PASSAGE SHOWN:
::::::::::
Yes, this is all correct.  MM code gets called during copy_to_user to
allocate pages as needed (I should have been more clear: Homa doesn't
allocate or free pages directly). Homa tries to be clever about using
the buffer region to minimize the number of physical pages that
actually need to be allocated (it tries to allocate at the beginning
of the region, only using higher addresses when the lower addresses
are in use).

> > > Taking a step back here, the kernel already has a number of allocators
> > > and ideally we don't want to add yet another one unless it is really
> > > required. So it would be good to get some reviews from the MM people.
> >
> > I'm happy to do that if you still think it's necessary; how do I do that?
>
> Reach out to Andrew Morton <akpm@linux-foundation.org>, the main
> Memory Management Maintainer. Ask who a good person would be to review
> this code.

I have started this process in a separate email.

-John-
Przemek Kitszel Nov. 4, 2024, 1:12 p.m. UTC | #7
On 10/30/24 16:48, John Ousterhout wrote:
> (resending... forgot to cc netdev in the original response)
> 
> On Wed, Oct 30, 2024 at 5:54 AM Andrew Lunn <andrew@lunn.ch> wrote:
> 
>>> I think this is a different problem from what page pools solve. Rather
>>> than the application providing a buffer each time it calls recvmsg, it
>>> provides a large region of memory in its virtual address space in
>>> advance;
>>
>> Ah, O.K. Yes, page pool is for kernel memory. However, is the virtual
>> address space mapped to pages and pinned? Or do you allocate pages
>> into that VM range as you need them? And then free them once the
>> application says it has completed? If you are allocating and freeing
>> pages, the page pool might be useful for these allocations.
> 
> Homa doesn't allocate or free pages for this: the application mmap's a
> region and passes the virtual address range to Homa. Homa doesn't need
> to pin the pages. This memory is used in a fashion similar to how a
> buffer passed to recvmsg would be used, except that Homa maintains
> access to the region for the lifetime of the associated socket. When
> the application finishes processing an incoming message, it notifies
> Homa so that Homa can reuse the message's buffer space for future
> messages; there's no page allocation or freeing in this process.

nice, and I see the obvious performance gains that this approach yields,
would it be possible to instead of mmap() from user, they will ask Homa
to prealloc? That way it will be harder to unmap prematurely, and easier
to port apps between OSes too.
::::::::::
EXERCISE INSTRUCTIONS:
A - According to the Homa thread, who is the main Memory Management Maintainer?
B - Return, unchanged, the lines of the records from the line containing "sky --coords pixels" through the end of the records, both ends included.
::::::::::
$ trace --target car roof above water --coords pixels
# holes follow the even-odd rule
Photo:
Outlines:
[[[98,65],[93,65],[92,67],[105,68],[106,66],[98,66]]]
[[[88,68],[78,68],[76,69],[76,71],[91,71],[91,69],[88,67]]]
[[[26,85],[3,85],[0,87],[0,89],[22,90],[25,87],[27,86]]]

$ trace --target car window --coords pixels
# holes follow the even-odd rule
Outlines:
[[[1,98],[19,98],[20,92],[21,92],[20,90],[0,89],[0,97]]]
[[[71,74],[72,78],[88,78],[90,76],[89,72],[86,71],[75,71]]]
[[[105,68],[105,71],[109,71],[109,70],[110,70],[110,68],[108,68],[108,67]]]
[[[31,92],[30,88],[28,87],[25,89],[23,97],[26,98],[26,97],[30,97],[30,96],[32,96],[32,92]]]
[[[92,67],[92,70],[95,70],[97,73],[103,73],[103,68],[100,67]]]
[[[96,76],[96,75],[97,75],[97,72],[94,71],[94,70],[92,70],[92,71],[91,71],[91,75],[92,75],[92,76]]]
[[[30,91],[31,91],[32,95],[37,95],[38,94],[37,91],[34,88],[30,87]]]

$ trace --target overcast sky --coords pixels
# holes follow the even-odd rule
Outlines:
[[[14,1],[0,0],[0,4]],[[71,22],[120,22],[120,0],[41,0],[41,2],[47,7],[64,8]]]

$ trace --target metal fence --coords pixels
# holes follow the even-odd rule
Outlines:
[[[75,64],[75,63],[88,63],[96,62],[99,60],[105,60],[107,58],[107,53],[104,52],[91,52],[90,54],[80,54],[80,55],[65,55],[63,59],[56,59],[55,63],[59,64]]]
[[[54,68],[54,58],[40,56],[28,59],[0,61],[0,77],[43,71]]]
::::::::::
ANSWERS BY TASK:
A - Andrew Morton is the main Memory Management Maintainer.

B -
$ trace --target overcast sky --coords pixels
# holes follow the even-odd rule
Outlines:
[[[14,1],[0,0],[0,4]],[[71,22],[120,22],[120,0],[41,0],[41,2],[47,7],[64,8]]]

$ trace --target metal fence --coords pixels
# holes follow the even-odd rule
Outlines:
[[[75,64],[75,63],[88,63],[96,62],[99,60],[105,60],[107,58],[107,53],[104,52],[91,52],[90,54],[80,54],[80,55],[65,55],[63,59],[56,59],[55,63],[59,64]]]
[[[54,68],[54,58],[40,56],[28,59],[0,61],[0,77],[43,71]]]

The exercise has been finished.